Cette «politique de l'argent bon marché» a entraîné un boom sur les marchés financiers. En raison de la baisse continue des taux, les catégories de placement peu risqué, dont les obligations d'Etat, sont devenus de moins en moins attractives et ne rapportent désormais quasiment plus rien. C'est pourquoi, les investisseurs se sont tournés vers les actions et l’immobilier. Conséquence: des risques plus élevés, certes, mais aussi des opportunités de réaliser de meilleurs rendements. La demande croissante a tiré les prix vers le haut. «L'essor des bourses est le résultat non seulement de la croissance économique mais aussi et avant tout de la politique monétaire expansionniste», résume Matthias Geissbühler.

Les deux grands axes de la politique monétaire

Politique monétaire expansionniste

La banque centrale vise à augmenter la masse monétaire: elle baisse le taux directeur et achète au besoin massivement des titres, par exemple des obligations d’Etat.

------

## Consignes:
- A) Quels types de placement sont nommés dans le premier paragraphe de l'extrait sur la politique monétaire ? Donne-les tous.
- B) Dans les enregistrements, remplace « crowd of people » par « group of people » dans tout ce qui va du début jusqu'à la ligne contenant « Outlines of the », cette ligne comprise. Ne change rien d'autre et rends seulement ces lignes.

## Lignes enregistrées:
------

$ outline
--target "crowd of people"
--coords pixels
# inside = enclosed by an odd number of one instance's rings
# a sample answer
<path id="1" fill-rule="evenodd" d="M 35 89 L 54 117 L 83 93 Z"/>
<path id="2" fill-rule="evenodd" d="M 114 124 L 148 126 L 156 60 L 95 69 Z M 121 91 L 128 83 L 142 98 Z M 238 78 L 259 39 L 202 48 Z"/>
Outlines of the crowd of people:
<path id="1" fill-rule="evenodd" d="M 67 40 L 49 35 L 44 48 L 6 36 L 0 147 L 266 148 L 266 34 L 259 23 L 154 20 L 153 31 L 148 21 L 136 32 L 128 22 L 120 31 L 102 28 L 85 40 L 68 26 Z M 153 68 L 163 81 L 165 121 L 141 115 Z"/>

------

## Résultats:
- A)
- les obligations d'Etat
- les actions
- l'immobilier

- B)
$ outline
--target "group of people"
--coords pixels
# inside = enclosed by an odd number of one instance's rings
# a sample answer
<path id="1" fill-rule="evenodd" d="M 35 89 L 54 117 L 83 93 Z"/>
<path id="2" fill-rule="evenodd" d="M 114 124 L 148 126 L 156 60 L 95 69 Z M 121 91 L 128 83 L 142 98 Z M 238 78 L 259 39 L 202 48 Z"/>
Outlines of the group of people:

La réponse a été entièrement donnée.